### Requirement
Rewrite the data from its start through the line containing "[(69, 125), (68, 126), (68, 141), (76, 140), (76, 126)]", replacing "window pane" with "glass pane" and changing nothing else. Leave the pictures out of your answer.

### Labeled area outline data
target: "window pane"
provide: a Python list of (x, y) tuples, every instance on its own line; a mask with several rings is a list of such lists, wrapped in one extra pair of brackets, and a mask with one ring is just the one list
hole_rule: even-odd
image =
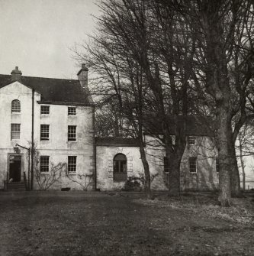
[(11, 125), (11, 139), (19, 140), (21, 137), (21, 124)]
[(220, 172), (220, 162), (219, 162), (219, 157), (216, 158), (216, 171), (217, 173)]
[(188, 145), (195, 145), (196, 142), (196, 138), (195, 137), (189, 137), (188, 138)]
[(48, 173), (50, 171), (50, 157), (41, 156), (40, 157), (40, 173)]
[(49, 141), (50, 125), (40, 125), (40, 141)]
[(69, 125), (68, 126), (68, 141), (76, 140), (76, 126)]
[(165, 173), (169, 173), (169, 172), (168, 158), (166, 157), (164, 157), (164, 172)]
[(190, 172), (196, 173), (197, 172), (197, 157), (190, 157), (189, 165), (190, 165)]
[(76, 173), (77, 166), (77, 157), (68, 157), (68, 173)]
[(20, 113), (21, 112), (21, 102), (18, 99), (14, 99), (11, 102), (11, 113)]
[(68, 107), (68, 115), (76, 115), (76, 108)]
[(49, 105), (41, 105), (40, 106), (40, 114), (50, 114), (50, 106)]

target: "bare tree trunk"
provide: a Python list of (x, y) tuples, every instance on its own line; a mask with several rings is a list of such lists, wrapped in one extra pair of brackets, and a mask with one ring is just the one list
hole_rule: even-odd
[(244, 160), (243, 156), (243, 144), (242, 144), (242, 139), (241, 136), (239, 134), (239, 144), (240, 144), (240, 163), (241, 163), (241, 167), (242, 167), (242, 173), (243, 173), (243, 190), (245, 191), (245, 164), (244, 164)]
[(180, 164), (181, 158), (176, 155), (172, 154), (169, 157), (169, 194), (173, 196), (180, 196)]
[(149, 164), (146, 160), (146, 151), (145, 148), (143, 146), (143, 141), (141, 139), (140, 139), (140, 157), (141, 157), (141, 160), (142, 164), (143, 166), (143, 170), (145, 173), (145, 193), (146, 193), (146, 197), (150, 198), (151, 195), (151, 177), (150, 177), (150, 168), (149, 168)]
[(231, 141), (232, 144), (229, 148), (231, 162), (231, 195), (232, 196), (241, 196), (240, 179), (238, 170), (238, 164), (236, 155), (236, 148), (234, 141)]
[(219, 203), (222, 206), (230, 206), (231, 199), (231, 163), (229, 145), (231, 122), (227, 108), (220, 107), (217, 116), (218, 131), (217, 143), (220, 159)]

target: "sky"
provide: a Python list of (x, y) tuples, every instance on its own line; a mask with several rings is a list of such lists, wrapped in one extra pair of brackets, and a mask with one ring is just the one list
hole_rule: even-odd
[(72, 48), (95, 29), (98, 0), (0, 0), (0, 73), (76, 79)]

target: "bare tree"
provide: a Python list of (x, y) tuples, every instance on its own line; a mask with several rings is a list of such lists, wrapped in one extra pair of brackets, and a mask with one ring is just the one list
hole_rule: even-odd
[(246, 120), (246, 92), (252, 78), (252, 8), (249, 1), (197, 0), (185, 11), (196, 37), (195, 89), (214, 115), (219, 201), (228, 206), (231, 192), (240, 194), (234, 143)]

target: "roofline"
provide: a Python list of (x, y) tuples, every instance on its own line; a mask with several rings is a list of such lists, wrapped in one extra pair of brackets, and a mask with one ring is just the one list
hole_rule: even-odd
[[(156, 134), (156, 133), (148, 133), (148, 132), (144, 132), (143, 134), (143, 135), (147, 135), (147, 136), (152, 136), (152, 137), (155, 137), (155, 136), (159, 136), (159, 135), (163, 135), (163, 134)], [(170, 134), (169, 135), (171, 136), (174, 136), (175, 135), (175, 134)], [(185, 134), (185, 136), (188, 137), (188, 136), (193, 136), (193, 137), (209, 137), (209, 138), (214, 138), (214, 135), (213, 135), (212, 134), (204, 134), (204, 133), (195, 133), (195, 134), (191, 134), (191, 133), (186, 133)]]
[(37, 101), (38, 104), (50, 104), (50, 105), (82, 105), (87, 107), (95, 107), (93, 103), (81, 103), (81, 102), (51, 102), (51, 101)]
[(41, 93), (40, 93), (40, 92), (37, 91), (37, 90), (34, 89), (34, 88), (32, 88), (32, 87), (31, 87), (31, 86), (29, 86), (24, 84), (24, 83), (22, 83), (22, 82), (21, 82), (21, 81), (13, 81), (13, 82), (11, 82), (10, 83), (8, 83), (8, 84), (6, 84), (6, 85), (2, 86), (2, 87), (0, 87), (0, 89), (1, 89), (1, 88), (4, 88), (4, 87), (5, 87), (5, 86), (9, 86), (9, 85), (11, 85), (11, 84), (12, 84), (12, 83), (19, 83), (21, 84), (22, 86), (26, 86), (26, 87), (29, 88), (30, 89), (31, 89), (32, 91), (34, 90), (34, 92), (36, 92), (39, 93), (40, 95), (41, 95)]
[[(0, 74), (0, 76), (11, 76), (11, 75), (9, 74)], [(43, 77), (43, 76), (21, 76), (22, 77), (31, 77), (31, 78), (42, 78), (43, 79), (56, 79), (56, 80), (69, 80), (69, 81), (79, 81), (78, 79), (68, 79), (68, 78), (53, 78), (53, 77)]]
[(139, 147), (138, 144), (127, 144), (121, 143), (95, 143), (96, 147)]

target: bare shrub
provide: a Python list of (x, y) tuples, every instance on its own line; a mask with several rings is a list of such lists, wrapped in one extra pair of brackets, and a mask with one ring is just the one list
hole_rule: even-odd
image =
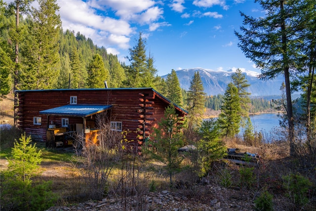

### In response
target: "glass pane"
provide: a Python list of (x, y) tuples, every instance on its own line; a mask with several rings is a list of such lists, wrapped in one extra pair of brackets, and a mask with one ring is just the one list
hole_rule: even-odd
image =
[(11, 125), (11, 139), (19, 140), (21, 137), (21, 124)]
[(220, 172), (220, 162), (219, 162), (219, 157), (216, 158), (216, 171), (217, 173)]
[(188, 145), (195, 145), (196, 142), (196, 138), (195, 137), (189, 137), (188, 138)]
[(48, 173), (50, 171), (50, 157), (41, 156), (40, 157), (40, 173)]
[(49, 141), (50, 125), (40, 125), (40, 141)]
[(69, 125), (68, 126), (68, 141), (76, 140), (76, 126)]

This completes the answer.